** BEGIN Record extracts **
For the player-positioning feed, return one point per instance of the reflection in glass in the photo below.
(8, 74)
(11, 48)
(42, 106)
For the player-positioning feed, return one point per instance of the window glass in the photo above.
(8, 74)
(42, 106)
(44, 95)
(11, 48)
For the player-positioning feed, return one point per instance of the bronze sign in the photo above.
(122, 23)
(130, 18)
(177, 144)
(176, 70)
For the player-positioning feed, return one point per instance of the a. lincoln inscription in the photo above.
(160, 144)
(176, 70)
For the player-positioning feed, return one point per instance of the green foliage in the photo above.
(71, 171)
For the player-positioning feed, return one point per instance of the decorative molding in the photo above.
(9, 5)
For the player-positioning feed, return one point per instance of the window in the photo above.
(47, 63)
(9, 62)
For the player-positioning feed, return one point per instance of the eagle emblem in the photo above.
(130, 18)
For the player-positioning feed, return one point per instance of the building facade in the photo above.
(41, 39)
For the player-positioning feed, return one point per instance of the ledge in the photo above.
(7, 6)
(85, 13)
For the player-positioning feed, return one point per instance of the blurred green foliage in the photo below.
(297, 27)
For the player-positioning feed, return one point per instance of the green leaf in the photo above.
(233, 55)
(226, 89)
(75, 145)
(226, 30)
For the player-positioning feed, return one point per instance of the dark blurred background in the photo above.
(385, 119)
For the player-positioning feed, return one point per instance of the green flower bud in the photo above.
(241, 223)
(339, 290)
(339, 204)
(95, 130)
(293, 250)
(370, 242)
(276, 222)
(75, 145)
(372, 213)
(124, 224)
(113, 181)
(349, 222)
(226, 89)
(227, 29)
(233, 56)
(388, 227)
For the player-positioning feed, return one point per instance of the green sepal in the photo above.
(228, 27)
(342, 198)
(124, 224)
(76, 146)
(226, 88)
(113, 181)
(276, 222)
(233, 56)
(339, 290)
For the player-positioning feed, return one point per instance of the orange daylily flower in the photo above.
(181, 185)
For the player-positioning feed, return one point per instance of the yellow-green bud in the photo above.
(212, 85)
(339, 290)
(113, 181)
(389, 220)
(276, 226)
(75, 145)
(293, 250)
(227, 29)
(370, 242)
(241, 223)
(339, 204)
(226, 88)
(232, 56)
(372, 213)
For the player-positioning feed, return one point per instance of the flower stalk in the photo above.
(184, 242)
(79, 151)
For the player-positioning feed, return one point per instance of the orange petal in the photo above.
** END Record extracts **
Written problem
Repeat every record, keeping each word and mark exactly as it is.

Task solution
For the player-positioning feed, return one point per instance of the reflection in glass in the photo below.
(8, 74)
(11, 48)
(42, 106)
For the player-positioning feed, return one point per instance of the window glass in the photo above.
(8, 74)
(42, 106)
(44, 95)
(11, 48)
For the player-positioning feed, return one point per instance of the bronze sign in the photo above.
(122, 23)
(130, 18)
(177, 144)
(176, 70)
For the player-positioning feed, return one point per instance of the a. lincoln inscription in the photo above.
(160, 144)
(176, 70)
For the player-positioning feed, return one point per instance of the green foliage in the photo above.
(71, 171)
For the player-positioning feed, return one point per instance of the decorative molding in the photo above.
(9, 5)
For the player-positioning feed, return one point per instance of the window in the photo above.
(47, 63)
(9, 62)
For the player-positioning feed, return one point per instance of the eagle emblem in the photo above.
(130, 18)
For the player-positioning feed, return one point per instance of the building facade in the photo above.
(41, 39)
For the player-positioning feed, return one point per instance of the ledge in the photo above.
(7, 6)
(85, 13)
For the player-positioning feed, return one point per instance of the blurred green foliage in the photo below.
(297, 27)
For the player-positioning feed, return one point per instance of the green leaf in the photo above.
(233, 55)
(226, 89)
(75, 145)
(226, 30)
For the player-positioning feed, return one point per instance of the dark blurred background in the photo above.
(385, 119)
For the player-positioning feed, return one point per instance of the green flower bud in the photo above.
(241, 223)
(339, 290)
(339, 204)
(95, 130)
(293, 250)
(370, 242)
(276, 222)
(75, 145)
(372, 213)
(124, 224)
(113, 181)
(349, 222)
(226, 89)
(227, 29)
(233, 56)
(388, 227)
For the player-positioning feed, return one point per instance of the green sepal in the photo above.
(228, 27)
(342, 198)
(124, 224)
(76, 146)
(226, 88)
(113, 181)
(276, 222)
(233, 56)
(339, 290)
For the player-positioning feed, return one point per instance of the orange daylily flower in the photo above.
(181, 185)
For the player-positioning feed, return one point per instance of the yellow-green bud in the photo above.
(212, 85)
(339, 290)
(113, 181)
(389, 220)
(276, 226)
(75, 145)
(293, 250)
(227, 29)
(370, 242)
(241, 223)
(339, 204)
(226, 88)
(232, 56)
(372, 213)
For the player-positioning feed, return one point per instance of the flower stalk in the photo above.
(184, 242)
(79, 151)
For the player-positioning feed, return one point per instance of the orange petal in the photo above.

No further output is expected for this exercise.